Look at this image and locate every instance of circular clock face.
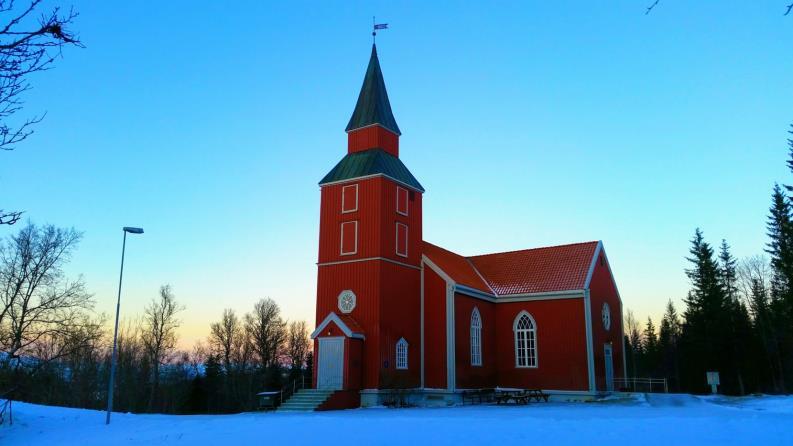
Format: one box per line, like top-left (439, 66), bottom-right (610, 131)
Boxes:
top-left (338, 290), bottom-right (356, 314)
top-left (602, 302), bottom-right (611, 331)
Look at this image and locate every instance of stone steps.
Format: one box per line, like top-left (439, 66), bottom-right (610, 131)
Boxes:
top-left (277, 389), bottom-right (335, 412)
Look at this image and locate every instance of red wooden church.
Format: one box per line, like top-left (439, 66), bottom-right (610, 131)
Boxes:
top-left (310, 45), bottom-right (625, 408)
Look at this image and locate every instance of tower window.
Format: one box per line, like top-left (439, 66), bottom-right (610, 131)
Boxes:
top-left (396, 186), bottom-right (408, 216)
top-left (395, 222), bottom-right (408, 257)
top-left (396, 338), bottom-right (408, 370)
top-left (340, 221), bottom-right (358, 256)
top-left (342, 184), bottom-right (358, 213)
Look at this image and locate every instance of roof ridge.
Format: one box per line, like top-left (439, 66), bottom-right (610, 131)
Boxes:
top-left (467, 240), bottom-right (600, 259)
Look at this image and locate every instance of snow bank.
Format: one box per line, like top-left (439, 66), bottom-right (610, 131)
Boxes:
top-left (2, 394), bottom-right (792, 446)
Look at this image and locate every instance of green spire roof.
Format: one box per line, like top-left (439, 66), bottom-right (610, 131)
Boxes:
top-left (319, 149), bottom-right (424, 192)
top-left (345, 44), bottom-right (401, 136)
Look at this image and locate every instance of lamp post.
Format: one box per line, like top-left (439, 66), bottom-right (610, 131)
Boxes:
top-left (106, 226), bottom-right (143, 425)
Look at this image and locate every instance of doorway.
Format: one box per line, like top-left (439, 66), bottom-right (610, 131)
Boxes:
top-left (318, 337), bottom-right (344, 390)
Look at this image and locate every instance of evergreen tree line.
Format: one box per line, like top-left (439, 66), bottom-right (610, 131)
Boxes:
top-left (625, 127), bottom-right (793, 395)
top-left (1, 223), bottom-right (311, 414)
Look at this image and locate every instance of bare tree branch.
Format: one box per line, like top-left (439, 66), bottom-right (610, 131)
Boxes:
top-left (786, 3), bottom-right (793, 16)
top-left (0, 1), bottom-right (82, 225)
top-left (646, 0), bottom-right (660, 15)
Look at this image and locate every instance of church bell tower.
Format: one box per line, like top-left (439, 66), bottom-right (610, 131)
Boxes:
top-left (312, 44), bottom-right (424, 394)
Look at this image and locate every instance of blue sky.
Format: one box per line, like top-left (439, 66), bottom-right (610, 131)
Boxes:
top-left (2, 1), bottom-right (792, 346)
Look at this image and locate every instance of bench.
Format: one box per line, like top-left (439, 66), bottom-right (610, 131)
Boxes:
top-left (462, 388), bottom-right (496, 405)
top-left (495, 389), bottom-right (549, 405)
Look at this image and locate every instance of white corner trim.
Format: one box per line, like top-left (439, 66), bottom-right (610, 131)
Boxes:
top-left (445, 282), bottom-right (456, 391)
top-left (311, 312), bottom-right (365, 340)
top-left (420, 262), bottom-right (425, 388)
top-left (421, 255), bottom-right (456, 285)
top-left (466, 258), bottom-right (497, 295)
top-left (620, 300), bottom-right (628, 380)
top-left (320, 173), bottom-right (424, 194)
top-left (318, 256), bottom-right (421, 271)
top-left (583, 290), bottom-right (596, 393)
top-left (583, 241), bottom-right (603, 290)
top-left (454, 284), bottom-right (497, 301)
top-left (600, 244), bottom-right (624, 306)
top-left (453, 284), bottom-right (584, 303)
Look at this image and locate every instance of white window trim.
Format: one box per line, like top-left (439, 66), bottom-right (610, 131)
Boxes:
top-left (396, 186), bottom-right (409, 216)
top-left (513, 311), bottom-right (538, 369)
top-left (395, 222), bottom-right (408, 258)
top-left (396, 337), bottom-right (408, 370)
top-left (471, 307), bottom-right (482, 367)
top-left (341, 184), bottom-right (358, 214)
top-left (340, 221), bottom-right (358, 256)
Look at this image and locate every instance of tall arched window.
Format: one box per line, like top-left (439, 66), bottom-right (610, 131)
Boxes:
top-left (396, 338), bottom-right (408, 370)
top-left (470, 308), bottom-right (482, 366)
top-left (514, 311), bottom-right (537, 368)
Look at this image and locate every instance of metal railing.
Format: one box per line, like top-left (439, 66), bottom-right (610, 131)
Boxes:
top-left (278, 373), bottom-right (309, 406)
top-left (614, 377), bottom-right (668, 393)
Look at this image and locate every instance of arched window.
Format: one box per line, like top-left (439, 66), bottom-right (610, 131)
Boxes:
top-left (513, 312), bottom-right (537, 368)
top-left (470, 308), bottom-right (482, 366)
top-left (396, 338), bottom-right (408, 370)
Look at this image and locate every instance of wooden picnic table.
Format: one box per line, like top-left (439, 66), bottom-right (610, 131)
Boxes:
top-left (495, 389), bottom-right (549, 405)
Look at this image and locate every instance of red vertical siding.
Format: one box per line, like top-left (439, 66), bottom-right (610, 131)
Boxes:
top-left (588, 250), bottom-right (625, 391)
top-left (378, 180), bottom-right (422, 267)
top-left (422, 266), bottom-right (447, 389)
top-left (454, 294), bottom-right (497, 389)
top-left (317, 171), bottom-right (423, 390)
top-left (316, 262), bottom-right (381, 389)
top-left (378, 261), bottom-right (421, 389)
top-left (347, 125), bottom-right (399, 157)
top-left (495, 299), bottom-right (590, 391)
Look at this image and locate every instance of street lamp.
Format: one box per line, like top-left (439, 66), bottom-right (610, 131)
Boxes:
top-left (106, 226), bottom-right (144, 425)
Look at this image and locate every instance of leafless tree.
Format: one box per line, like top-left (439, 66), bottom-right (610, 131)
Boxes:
top-left (209, 308), bottom-right (241, 373)
top-left (286, 320), bottom-right (310, 371)
top-left (245, 298), bottom-right (286, 369)
top-left (141, 285), bottom-right (183, 410)
top-left (0, 223), bottom-right (93, 365)
top-left (625, 309), bottom-right (642, 376)
top-left (737, 255), bottom-right (772, 311)
top-left (0, 1), bottom-right (82, 225)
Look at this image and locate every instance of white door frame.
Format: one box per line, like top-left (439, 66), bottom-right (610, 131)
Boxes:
top-left (604, 343), bottom-right (614, 392)
top-left (317, 336), bottom-right (345, 390)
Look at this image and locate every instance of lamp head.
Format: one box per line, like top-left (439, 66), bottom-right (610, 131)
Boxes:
top-left (123, 227), bottom-right (144, 234)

################

▶ **What is being asked**
Give every entry above again, exactly, and keep all pictures out of it.

▶ **Output of the task**
Look at this image and locate every instance of circular clock face.
Format: one box per line, like top-left (439, 66), bottom-right (610, 131)
Boxes:
top-left (338, 290), bottom-right (356, 314)
top-left (602, 302), bottom-right (611, 331)
Look at this image and locate every instance of stone steps.
Format: one box per line, like top-left (439, 66), bottom-right (610, 131)
Boxes:
top-left (277, 389), bottom-right (335, 412)
Look at this image and locate every instance of red wooden church.
Format: one box per line, like top-left (439, 66), bottom-right (610, 131)
Boxes:
top-left (310, 45), bottom-right (625, 408)
Look at this image and locate every instance of tower window.
Format: one box per line, like top-left (439, 66), bottom-right (610, 131)
Boxes:
top-left (396, 186), bottom-right (408, 216)
top-left (395, 222), bottom-right (408, 257)
top-left (396, 338), bottom-right (408, 370)
top-left (340, 221), bottom-right (358, 256)
top-left (342, 184), bottom-right (358, 213)
Look at this image and locate every instance of roof ridge.
Format: one box per line, like top-left (439, 66), bottom-right (610, 131)
Boxes:
top-left (467, 240), bottom-right (600, 259)
Look at this image and locate every instance of snow bank.
Format: one box per line, like top-left (439, 66), bottom-right (610, 131)
Boxes:
top-left (2, 394), bottom-right (792, 446)
Look at this image and locate every instance of green spire roof.
Format: one box per line, like top-left (439, 66), bottom-right (610, 131)
Boxes:
top-left (319, 149), bottom-right (424, 192)
top-left (345, 44), bottom-right (401, 136)
Look at this image and locate every instance of lamp post.
Format: one box per line, like top-left (439, 66), bottom-right (610, 131)
Boxes:
top-left (106, 226), bottom-right (143, 425)
Look at this image and locate every instance of doorway.
Format: one box per line, like top-left (439, 66), bottom-right (610, 131)
Boxes:
top-left (318, 337), bottom-right (344, 390)
Look at this image and locate every instance of evergreen tree line.
Format: one box per line, like top-left (439, 66), bottom-right (610, 131)
Boxes:
top-left (625, 127), bottom-right (793, 395)
top-left (1, 223), bottom-right (311, 414)
Look at this image and locate every instance of bare tree branch.
Format: one box per line, like top-left (439, 66), bottom-right (610, 131)
Boxes:
top-left (786, 3), bottom-right (793, 16)
top-left (0, 1), bottom-right (82, 225)
top-left (646, 0), bottom-right (660, 15)
Look at this image and locate every instance of church bell tower.
Format: one box per line, like top-left (439, 66), bottom-right (610, 131)
Boxes:
top-left (312, 44), bottom-right (424, 394)
Look at this image and locate every instance of blue sky.
Format: one box per line, like top-left (439, 66), bottom-right (610, 131)
Boxes:
top-left (2, 1), bottom-right (792, 346)
Look at this image and locate every instance of bench.
Format: one box per line, like top-left (439, 66), bottom-right (610, 131)
Boxes:
top-left (462, 388), bottom-right (496, 405)
top-left (495, 389), bottom-right (549, 405)
Look at this image and locate every instance of white corner trim.
Format: one box per line, like top-left (439, 66), bottom-right (610, 131)
Boxes:
top-left (445, 282), bottom-right (456, 391)
top-left (311, 312), bottom-right (365, 340)
top-left (420, 262), bottom-right (425, 388)
top-left (421, 255), bottom-right (456, 285)
top-left (466, 258), bottom-right (497, 295)
top-left (620, 300), bottom-right (628, 380)
top-left (320, 173), bottom-right (424, 194)
top-left (318, 256), bottom-right (421, 271)
top-left (583, 290), bottom-right (596, 393)
top-left (583, 241), bottom-right (603, 290)
top-left (454, 284), bottom-right (497, 301)
top-left (600, 244), bottom-right (624, 306)
top-left (453, 284), bottom-right (584, 303)
Look at this image and locate every instance of white window trim.
Format: one box per line, like top-left (439, 66), bottom-right (610, 131)
Boxes:
top-left (396, 186), bottom-right (409, 216)
top-left (513, 311), bottom-right (538, 369)
top-left (395, 222), bottom-right (408, 258)
top-left (396, 337), bottom-right (408, 370)
top-left (471, 307), bottom-right (482, 367)
top-left (341, 184), bottom-right (358, 214)
top-left (340, 221), bottom-right (358, 256)
Look at this image and locate every instance of tall arched window.
Format: one box per line, like top-left (439, 66), bottom-right (610, 131)
Boxes:
top-left (396, 338), bottom-right (408, 370)
top-left (470, 308), bottom-right (482, 366)
top-left (514, 311), bottom-right (537, 368)
Look at this image and locate every instance of metal railing.
Format: one box per line, like top-left (439, 66), bottom-right (610, 131)
Boxes:
top-left (278, 373), bottom-right (309, 406)
top-left (614, 377), bottom-right (668, 393)
Look at this image and locate every instance of arched window.
Format: one box per line, like top-left (439, 66), bottom-right (610, 131)
Boxes:
top-left (513, 312), bottom-right (537, 368)
top-left (470, 308), bottom-right (482, 366)
top-left (396, 338), bottom-right (408, 370)
Look at this image and locate every instance of wooden picnic table.
Format: one box per line, like top-left (439, 66), bottom-right (610, 131)
Boxes:
top-left (495, 389), bottom-right (549, 405)
Look at this image and locate every instance of red vertical siding.
Format: one box per line, like top-left (439, 66), bottom-right (610, 131)
Boxes:
top-left (588, 250), bottom-right (625, 391)
top-left (378, 180), bottom-right (422, 267)
top-left (422, 266), bottom-right (447, 389)
top-left (454, 294), bottom-right (497, 389)
top-left (317, 171), bottom-right (423, 390)
top-left (316, 262), bottom-right (381, 389)
top-left (378, 261), bottom-right (421, 389)
top-left (347, 125), bottom-right (399, 157)
top-left (495, 299), bottom-right (590, 391)
Look at this image and locate every instance of street lamp.
Format: one box per line, like top-left (439, 66), bottom-right (610, 131)
Boxes:
top-left (106, 226), bottom-right (144, 425)
Look at this image and locate every instance of leafless tree.
Format: one box per line, like top-left (439, 66), bottom-right (610, 131)
Boxes:
top-left (209, 308), bottom-right (241, 373)
top-left (286, 320), bottom-right (310, 371)
top-left (245, 298), bottom-right (286, 369)
top-left (141, 285), bottom-right (183, 410)
top-left (0, 223), bottom-right (93, 365)
top-left (625, 309), bottom-right (642, 376)
top-left (737, 255), bottom-right (772, 311)
top-left (0, 1), bottom-right (82, 225)
Look at this image and locate every instance of white door frame.
Format: one box per line, like top-left (439, 66), bottom-right (610, 131)
Boxes:
top-left (604, 343), bottom-right (614, 392)
top-left (317, 336), bottom-right (345, 390)
Look at this image and locate every instance of lamp head.
Format: one box per line, like top-left (439, 66), bottom-right (610, 131)
Boxes:
top-left (123, 227), bottom-right (144, 234)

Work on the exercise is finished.